_READING PASSAGE_
Avismara Hugoppalu
← All musings

Data Structures & Algorithms

Prefix sum: turning a range query into a lookup

O(n) range queries become O(1) differences. Why map[0] = 1 seeds the empty prefix, the sum−k trick, and the frequency-vs-first-index fork — the tool I kept mis-reaching for.

June 4, 2026 · 8 min read

TL;DR
A prefix sum turns "sum of an arbitrary subarray" into the difference of two precomputed boundary values — an O(n) range query collapses to O(1). The hashmap variant goes one step further: as you sweep, you ask "have I seen a prefix that pairs with where I am now to form a valid subarray?" — counting becomes a lookup. This is the pattern I most reliably mis-solved. I kept reaching for sliding window on problems that needed this, and the lookup mechanism took several passes to actually bottom out. The struggle is the post.

This series is about reaching for the right pattern instead of the heavy one — the spine is here. This entry is the one where I was honestly bad for a while, so I'm going to teach it the way I had to learn it: through the mistake, not around it.

A range query is a difference, not a sum

Start with the motivation, because the whole pattern falls out of it. You have an array and you want the sum of elements between two indices. The obvious way is a loop from the left boundary to the right boundary: O(n) per query, O(n·q) for q queries. Fine for one query. A disaster for many.

_Records from a collection_
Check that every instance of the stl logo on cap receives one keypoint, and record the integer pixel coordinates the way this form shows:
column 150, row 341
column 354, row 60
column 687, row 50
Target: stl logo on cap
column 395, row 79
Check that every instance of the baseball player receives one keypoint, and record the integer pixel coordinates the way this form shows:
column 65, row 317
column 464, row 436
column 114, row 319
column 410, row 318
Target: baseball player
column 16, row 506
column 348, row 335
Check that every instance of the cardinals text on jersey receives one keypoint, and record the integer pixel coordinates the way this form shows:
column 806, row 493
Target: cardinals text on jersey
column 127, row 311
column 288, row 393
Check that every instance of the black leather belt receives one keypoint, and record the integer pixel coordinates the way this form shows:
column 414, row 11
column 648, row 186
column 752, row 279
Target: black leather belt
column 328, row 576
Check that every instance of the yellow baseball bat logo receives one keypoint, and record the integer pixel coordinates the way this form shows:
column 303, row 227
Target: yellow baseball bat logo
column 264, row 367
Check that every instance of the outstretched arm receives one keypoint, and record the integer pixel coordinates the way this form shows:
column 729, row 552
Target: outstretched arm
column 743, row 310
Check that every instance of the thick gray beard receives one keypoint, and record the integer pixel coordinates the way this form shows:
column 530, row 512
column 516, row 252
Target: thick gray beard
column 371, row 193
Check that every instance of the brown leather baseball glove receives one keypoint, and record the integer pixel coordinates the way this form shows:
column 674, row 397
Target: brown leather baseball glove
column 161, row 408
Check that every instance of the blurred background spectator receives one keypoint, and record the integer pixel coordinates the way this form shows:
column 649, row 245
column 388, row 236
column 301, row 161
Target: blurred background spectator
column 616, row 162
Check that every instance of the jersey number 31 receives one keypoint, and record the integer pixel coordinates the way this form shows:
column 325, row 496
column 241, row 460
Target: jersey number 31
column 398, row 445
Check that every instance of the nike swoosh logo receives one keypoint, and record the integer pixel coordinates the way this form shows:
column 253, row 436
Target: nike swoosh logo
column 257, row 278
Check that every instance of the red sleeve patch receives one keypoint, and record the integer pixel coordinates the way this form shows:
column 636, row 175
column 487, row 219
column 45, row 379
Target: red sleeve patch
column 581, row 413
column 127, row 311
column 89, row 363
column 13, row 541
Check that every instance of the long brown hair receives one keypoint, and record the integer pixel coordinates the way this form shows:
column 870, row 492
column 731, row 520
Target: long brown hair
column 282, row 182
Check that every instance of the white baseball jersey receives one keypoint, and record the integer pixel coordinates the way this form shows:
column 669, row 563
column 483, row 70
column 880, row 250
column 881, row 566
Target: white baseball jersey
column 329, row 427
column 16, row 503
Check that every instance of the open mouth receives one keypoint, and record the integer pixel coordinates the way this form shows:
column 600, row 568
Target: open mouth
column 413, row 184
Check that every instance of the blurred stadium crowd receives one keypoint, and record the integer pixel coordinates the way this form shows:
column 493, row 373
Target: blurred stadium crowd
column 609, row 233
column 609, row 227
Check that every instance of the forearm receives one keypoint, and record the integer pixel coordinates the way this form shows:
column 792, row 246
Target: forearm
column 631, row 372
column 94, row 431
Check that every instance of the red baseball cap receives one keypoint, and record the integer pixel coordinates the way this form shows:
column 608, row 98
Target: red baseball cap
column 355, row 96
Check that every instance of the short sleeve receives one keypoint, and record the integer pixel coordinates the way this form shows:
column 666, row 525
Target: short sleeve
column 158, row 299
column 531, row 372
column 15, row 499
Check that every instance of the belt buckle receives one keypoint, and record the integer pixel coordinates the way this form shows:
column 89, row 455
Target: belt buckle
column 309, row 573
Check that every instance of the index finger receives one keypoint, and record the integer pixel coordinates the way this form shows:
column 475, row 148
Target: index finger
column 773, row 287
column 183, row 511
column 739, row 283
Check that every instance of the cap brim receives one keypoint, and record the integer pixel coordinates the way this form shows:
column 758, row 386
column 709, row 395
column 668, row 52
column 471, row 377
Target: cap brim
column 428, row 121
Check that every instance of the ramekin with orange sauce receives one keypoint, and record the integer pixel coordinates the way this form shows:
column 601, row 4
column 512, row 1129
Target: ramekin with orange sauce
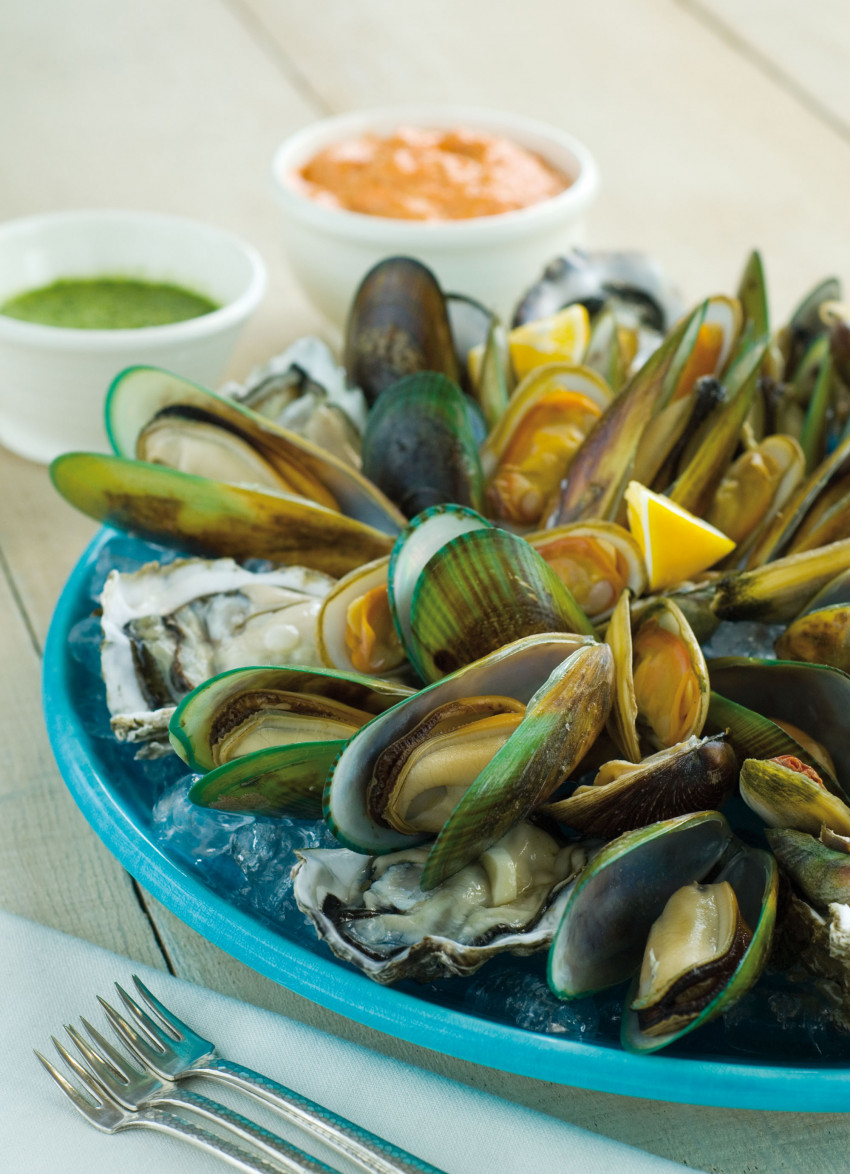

_REQUIRED ACTIONS_
1. In the prefix sum post, which pattern does the writer say they kept reaching for on problems that needed prefix sums?
2. Carry on the prefix sum post from its last sentence.

_ANSWER LIST_
1. Sliding window.

2.
The reframe: don't store the array, store the running total up to each index. Call it the prefix sum. Once you have that, the sum of any subarray is

sum(i..j) = prefix[j] - prefix[i-1]

The sum between two points is the difference of the totals at those two points. Everything before i cancels. You precompute the prefix array once in O(n), and every range query after that is a single subtraction — O(1).

That's the load-bearing idea, and it's almost embarrassingly simple once you see it: a subarray is defined by its two boundaries, and a prefix sum lets you describe each boundary by a single number. The range becomes arithmetic on boundaries.

The leap: stop asking "what's the sum here" and start asking "have I seen the other boundary"

The basic version answers range queries when you're handed the boundaries. The interesting version is when nobody hands you boundaries — you have to find them. "How many contiguous subarrays sum to exactly k?" There's no window to slide along; the boundaries could be anywhere.

Here's the inversion that makes it work. Walk through the array maintaining the running prefix sum. At each index you're standing at one boundary — the right one. The subarray ending here sums to k exactly when some earlier prefix had the value currentPrefix - k, because:

currentPrefix - earlierPrefix == k   ⟹   the subarray between them sums to k

So instead of searching for the left boundary, you remember every prefix you've already passed in a hashmap, and at each step you look up currentPrefix - k. The count of earlier prefixes equal to that value is exactly the number of valid subarrays ending here. Subarray-counting becomes a dictionary lookup.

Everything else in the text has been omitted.